▶ **Testo fornito**:

============

La donna non toccò il mantello per il suo valore intrinseco, ma per entrare in qualche modo in contatto con Gesù.

C’è anche il caso dei fazzoletti entrati in contatto con il corpo di San Paolo e che poi si mettevano sui malati, che guarivano (Atti 19, 12).

Allo stesso modo tocchiamo le reliquie, e le veneriamo non per se stesse ma per il santo che rendono presente, attraverso il quale è Dio ad agire.

Qui entriamo nel tema del contatto con le reliquie dei santi e/o della loro venerazione.

A questo proposito, la venerazione delle reliquie in sé non è affatto una cosa disapprovata dalla dottrina cattolica. Le reliquie godono anzi di alta stima nel corso di tutta la storia ecclesiale.

La Chiesa, secondo la sua tradizione, venera i santi e tiene in onore le loro reliquie autentiche e le loro immagini. Le feste dei santi infatti proclamano le meraviglie di Cristo nei suoi servi e propongono ai fedeli opportuni esempi da imitare” (Sacrosanctum Concilium, 111).

Il Magistero della Chiesa ci dice non solo che possiamo venerare le reliquie, come le immagini, ma anche che è lecito farlo perché ci rendono vicina la presenza dei santi, sempre che questa venerazione venga effettuata nel modo corretto, altrimenti si cade nella superstizione.

============

▶ **Dati estratti**:

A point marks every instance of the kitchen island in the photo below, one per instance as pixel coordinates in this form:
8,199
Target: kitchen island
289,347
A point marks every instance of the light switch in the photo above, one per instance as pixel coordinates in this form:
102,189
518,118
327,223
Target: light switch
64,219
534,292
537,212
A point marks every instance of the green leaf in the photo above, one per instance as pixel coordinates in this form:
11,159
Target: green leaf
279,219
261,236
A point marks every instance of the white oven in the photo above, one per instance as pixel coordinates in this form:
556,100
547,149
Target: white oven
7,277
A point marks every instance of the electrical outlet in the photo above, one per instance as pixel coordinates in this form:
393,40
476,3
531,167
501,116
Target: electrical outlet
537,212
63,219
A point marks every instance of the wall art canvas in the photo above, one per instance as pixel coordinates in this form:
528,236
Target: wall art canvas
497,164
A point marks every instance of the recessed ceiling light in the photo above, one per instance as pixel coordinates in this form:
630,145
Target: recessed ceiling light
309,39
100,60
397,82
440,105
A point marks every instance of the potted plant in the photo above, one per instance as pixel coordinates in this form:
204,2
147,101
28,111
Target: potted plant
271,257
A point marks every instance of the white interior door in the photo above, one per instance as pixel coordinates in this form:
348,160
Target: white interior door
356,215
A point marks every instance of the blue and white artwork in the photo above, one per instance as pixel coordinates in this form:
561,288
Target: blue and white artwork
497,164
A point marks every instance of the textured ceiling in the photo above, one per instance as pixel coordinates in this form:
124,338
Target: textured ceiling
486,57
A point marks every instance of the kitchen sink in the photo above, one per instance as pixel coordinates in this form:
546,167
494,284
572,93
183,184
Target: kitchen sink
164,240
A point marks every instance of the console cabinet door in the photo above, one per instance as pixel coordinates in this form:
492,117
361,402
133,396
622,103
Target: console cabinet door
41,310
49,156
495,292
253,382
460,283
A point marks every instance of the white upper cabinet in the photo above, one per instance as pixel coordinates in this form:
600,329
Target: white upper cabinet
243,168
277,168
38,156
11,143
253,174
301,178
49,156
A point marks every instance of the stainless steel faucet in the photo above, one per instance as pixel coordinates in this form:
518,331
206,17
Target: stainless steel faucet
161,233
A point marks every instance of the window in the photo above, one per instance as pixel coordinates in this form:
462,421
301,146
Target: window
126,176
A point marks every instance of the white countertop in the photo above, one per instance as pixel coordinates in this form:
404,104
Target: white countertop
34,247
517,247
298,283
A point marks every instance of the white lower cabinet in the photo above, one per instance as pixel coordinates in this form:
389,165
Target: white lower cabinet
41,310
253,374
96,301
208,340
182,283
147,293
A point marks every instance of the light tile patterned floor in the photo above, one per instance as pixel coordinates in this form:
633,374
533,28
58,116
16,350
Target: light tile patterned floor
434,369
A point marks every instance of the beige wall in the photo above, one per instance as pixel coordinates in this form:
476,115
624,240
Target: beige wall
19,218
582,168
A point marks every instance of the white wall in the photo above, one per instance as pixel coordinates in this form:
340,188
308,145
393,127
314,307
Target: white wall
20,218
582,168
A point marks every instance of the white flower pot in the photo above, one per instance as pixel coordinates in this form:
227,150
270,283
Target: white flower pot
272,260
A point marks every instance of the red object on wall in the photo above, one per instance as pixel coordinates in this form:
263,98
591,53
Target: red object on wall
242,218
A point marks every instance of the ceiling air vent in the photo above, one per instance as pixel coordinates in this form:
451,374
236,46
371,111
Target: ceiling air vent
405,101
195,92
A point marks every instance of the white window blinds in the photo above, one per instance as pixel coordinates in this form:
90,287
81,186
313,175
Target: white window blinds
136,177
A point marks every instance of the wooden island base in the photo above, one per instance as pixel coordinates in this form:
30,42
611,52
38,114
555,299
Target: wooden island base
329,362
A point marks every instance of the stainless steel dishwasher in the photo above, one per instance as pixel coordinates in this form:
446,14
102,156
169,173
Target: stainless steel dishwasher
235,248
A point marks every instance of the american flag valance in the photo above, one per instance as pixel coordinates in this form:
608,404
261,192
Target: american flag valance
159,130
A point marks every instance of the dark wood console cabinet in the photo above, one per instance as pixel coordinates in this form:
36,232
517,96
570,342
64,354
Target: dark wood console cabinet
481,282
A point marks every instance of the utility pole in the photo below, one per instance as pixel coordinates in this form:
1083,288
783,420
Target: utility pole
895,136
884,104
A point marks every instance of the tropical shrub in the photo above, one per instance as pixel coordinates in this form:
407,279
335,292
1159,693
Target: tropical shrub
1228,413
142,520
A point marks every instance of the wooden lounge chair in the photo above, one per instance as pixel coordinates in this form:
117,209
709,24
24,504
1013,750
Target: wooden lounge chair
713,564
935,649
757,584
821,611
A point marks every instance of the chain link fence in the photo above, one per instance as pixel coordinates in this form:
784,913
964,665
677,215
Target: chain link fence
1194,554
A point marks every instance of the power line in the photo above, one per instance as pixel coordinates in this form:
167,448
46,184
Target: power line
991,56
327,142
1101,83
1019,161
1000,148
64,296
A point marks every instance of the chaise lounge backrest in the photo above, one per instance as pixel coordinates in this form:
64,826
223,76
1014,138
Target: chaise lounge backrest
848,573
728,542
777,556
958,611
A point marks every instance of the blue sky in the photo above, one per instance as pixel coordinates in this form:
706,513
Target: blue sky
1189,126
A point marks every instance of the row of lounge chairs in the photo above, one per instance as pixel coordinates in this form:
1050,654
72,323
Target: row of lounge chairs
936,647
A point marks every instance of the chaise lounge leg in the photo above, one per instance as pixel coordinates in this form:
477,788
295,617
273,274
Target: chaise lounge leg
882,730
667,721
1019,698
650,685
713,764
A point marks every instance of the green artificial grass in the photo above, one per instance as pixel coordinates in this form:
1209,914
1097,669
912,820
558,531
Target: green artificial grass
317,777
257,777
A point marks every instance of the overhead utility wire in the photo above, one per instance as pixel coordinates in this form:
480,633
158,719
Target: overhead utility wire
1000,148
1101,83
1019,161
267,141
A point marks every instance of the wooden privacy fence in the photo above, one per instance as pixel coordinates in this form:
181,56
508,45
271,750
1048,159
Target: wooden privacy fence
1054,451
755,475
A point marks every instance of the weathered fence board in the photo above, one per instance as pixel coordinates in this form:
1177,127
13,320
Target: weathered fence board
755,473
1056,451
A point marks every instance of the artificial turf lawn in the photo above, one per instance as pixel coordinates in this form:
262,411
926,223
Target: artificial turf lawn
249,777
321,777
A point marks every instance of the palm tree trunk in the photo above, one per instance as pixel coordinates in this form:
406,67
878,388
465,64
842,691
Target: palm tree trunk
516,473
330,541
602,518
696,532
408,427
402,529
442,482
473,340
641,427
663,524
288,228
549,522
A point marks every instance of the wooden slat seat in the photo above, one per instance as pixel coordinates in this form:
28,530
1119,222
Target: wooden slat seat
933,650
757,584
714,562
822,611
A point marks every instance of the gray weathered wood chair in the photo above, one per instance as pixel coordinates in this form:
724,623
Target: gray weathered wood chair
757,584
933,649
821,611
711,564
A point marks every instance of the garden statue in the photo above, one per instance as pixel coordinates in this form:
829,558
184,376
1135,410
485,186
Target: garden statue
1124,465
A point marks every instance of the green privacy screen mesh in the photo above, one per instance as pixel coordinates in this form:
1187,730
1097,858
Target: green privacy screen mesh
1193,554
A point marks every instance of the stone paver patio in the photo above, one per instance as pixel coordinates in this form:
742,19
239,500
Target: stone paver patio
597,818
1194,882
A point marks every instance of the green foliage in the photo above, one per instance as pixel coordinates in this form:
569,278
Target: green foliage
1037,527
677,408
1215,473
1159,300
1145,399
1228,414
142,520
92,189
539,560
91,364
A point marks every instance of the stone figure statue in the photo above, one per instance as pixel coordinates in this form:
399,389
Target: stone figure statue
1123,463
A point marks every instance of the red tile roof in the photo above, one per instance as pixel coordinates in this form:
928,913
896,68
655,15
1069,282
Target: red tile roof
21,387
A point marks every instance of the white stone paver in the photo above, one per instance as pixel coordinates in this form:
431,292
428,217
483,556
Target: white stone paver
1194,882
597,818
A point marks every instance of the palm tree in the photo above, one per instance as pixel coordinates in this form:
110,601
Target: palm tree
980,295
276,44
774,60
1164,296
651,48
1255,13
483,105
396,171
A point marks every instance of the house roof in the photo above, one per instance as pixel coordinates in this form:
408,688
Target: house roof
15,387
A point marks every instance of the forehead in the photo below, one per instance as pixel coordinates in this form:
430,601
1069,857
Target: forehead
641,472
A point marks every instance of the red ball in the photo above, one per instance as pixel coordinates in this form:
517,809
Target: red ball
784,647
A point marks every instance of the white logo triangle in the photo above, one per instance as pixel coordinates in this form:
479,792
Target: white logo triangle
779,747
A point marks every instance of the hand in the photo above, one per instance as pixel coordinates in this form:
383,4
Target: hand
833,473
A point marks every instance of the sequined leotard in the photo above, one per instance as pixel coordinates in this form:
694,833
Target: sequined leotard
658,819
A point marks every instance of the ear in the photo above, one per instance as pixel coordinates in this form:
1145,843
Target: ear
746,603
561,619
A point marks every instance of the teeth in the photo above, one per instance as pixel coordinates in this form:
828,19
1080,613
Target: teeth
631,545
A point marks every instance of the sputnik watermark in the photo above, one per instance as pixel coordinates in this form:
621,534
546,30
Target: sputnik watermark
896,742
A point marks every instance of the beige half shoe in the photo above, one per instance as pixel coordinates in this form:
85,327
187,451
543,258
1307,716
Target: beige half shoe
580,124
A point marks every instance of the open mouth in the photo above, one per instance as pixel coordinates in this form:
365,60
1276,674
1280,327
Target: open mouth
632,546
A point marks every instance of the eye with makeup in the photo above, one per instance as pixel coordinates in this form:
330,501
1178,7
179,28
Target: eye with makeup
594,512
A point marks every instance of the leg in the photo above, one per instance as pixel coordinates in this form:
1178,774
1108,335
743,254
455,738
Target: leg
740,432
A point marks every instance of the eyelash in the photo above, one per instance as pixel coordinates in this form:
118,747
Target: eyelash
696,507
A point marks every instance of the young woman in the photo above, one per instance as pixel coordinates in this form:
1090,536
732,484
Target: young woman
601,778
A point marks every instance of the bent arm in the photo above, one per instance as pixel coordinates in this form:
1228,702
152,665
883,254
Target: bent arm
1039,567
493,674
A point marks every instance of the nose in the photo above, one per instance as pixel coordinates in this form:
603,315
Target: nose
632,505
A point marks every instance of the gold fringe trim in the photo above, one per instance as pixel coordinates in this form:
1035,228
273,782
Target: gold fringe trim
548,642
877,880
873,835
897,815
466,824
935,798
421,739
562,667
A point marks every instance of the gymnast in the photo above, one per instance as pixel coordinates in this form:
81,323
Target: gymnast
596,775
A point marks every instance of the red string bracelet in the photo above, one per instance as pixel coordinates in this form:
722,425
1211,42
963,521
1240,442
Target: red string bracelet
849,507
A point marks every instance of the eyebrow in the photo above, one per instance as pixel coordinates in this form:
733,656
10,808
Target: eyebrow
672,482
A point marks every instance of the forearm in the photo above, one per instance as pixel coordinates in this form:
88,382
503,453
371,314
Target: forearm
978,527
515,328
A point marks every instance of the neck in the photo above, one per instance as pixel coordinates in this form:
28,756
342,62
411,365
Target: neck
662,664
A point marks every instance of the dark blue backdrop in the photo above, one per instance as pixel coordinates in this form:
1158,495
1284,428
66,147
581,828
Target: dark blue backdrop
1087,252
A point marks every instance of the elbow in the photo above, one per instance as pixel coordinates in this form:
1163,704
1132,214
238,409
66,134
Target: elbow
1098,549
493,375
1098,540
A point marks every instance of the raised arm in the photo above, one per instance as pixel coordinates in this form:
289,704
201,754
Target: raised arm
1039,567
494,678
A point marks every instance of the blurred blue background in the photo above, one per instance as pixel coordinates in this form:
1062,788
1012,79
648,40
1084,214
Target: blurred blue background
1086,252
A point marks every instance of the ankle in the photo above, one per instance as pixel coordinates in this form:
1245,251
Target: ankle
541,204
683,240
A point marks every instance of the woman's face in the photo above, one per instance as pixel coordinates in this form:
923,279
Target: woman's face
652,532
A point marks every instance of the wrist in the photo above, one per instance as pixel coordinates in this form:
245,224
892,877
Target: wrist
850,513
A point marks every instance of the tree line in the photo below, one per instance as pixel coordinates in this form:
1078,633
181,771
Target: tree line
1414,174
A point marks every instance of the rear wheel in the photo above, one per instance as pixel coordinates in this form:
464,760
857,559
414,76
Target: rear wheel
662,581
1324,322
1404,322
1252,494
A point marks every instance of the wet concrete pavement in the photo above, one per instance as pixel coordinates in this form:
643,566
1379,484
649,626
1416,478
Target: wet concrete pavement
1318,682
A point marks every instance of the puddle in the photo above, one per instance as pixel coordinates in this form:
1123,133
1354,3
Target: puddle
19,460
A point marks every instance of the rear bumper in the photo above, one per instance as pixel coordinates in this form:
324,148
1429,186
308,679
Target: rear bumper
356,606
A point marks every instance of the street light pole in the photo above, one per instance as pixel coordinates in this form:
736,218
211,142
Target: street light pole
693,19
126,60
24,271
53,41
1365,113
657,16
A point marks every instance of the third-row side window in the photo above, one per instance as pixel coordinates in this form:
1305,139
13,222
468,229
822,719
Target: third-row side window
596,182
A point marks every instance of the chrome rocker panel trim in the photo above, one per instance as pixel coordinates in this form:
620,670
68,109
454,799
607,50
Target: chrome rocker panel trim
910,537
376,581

============

▶ **Problema da risolvere**:
Riscrivi il passo del testo sulle reliquie da "Qui entriamo nel" fino a "cade nella superstizione." compreso, sostituendo "fedeli" con "credenti". I dati non hanno niente a che fare con il testo sulle reliquie.

▶ **Soluzione del problema**:
Qui entriamo nel tema del contatto con le reliquie dei santi e/o della loro venerazione.

A questo proposito, la venerazione delle reliquie in sé non è affatto una cosa disapprovata dalla dottrina cattolica. Le reliquie godono anzi di alta stima nel corso di tutta la storia ecclesiale.

La Chiesa, secondo la sua tradizione, venera i santi e tiene in onore le loro reliquie autentiche e le loro immagini. Le feste dei santi infatti proclamano le meraviglie di Cristo nei suoi servi e propongono ai credenti opportuni esempi da imitare” (Sacrosanctum Concilium, 111).

Il Magistero della Chiesa ci dice non solo che possiamo venerare le reliquie, come le immagini, ma anche che è lecito farlo perché ci rendono vicina la presenza dei santi, sempre che questa venerazione venga effettuata nel modo corretto, altrimenti si cade nella superstizione.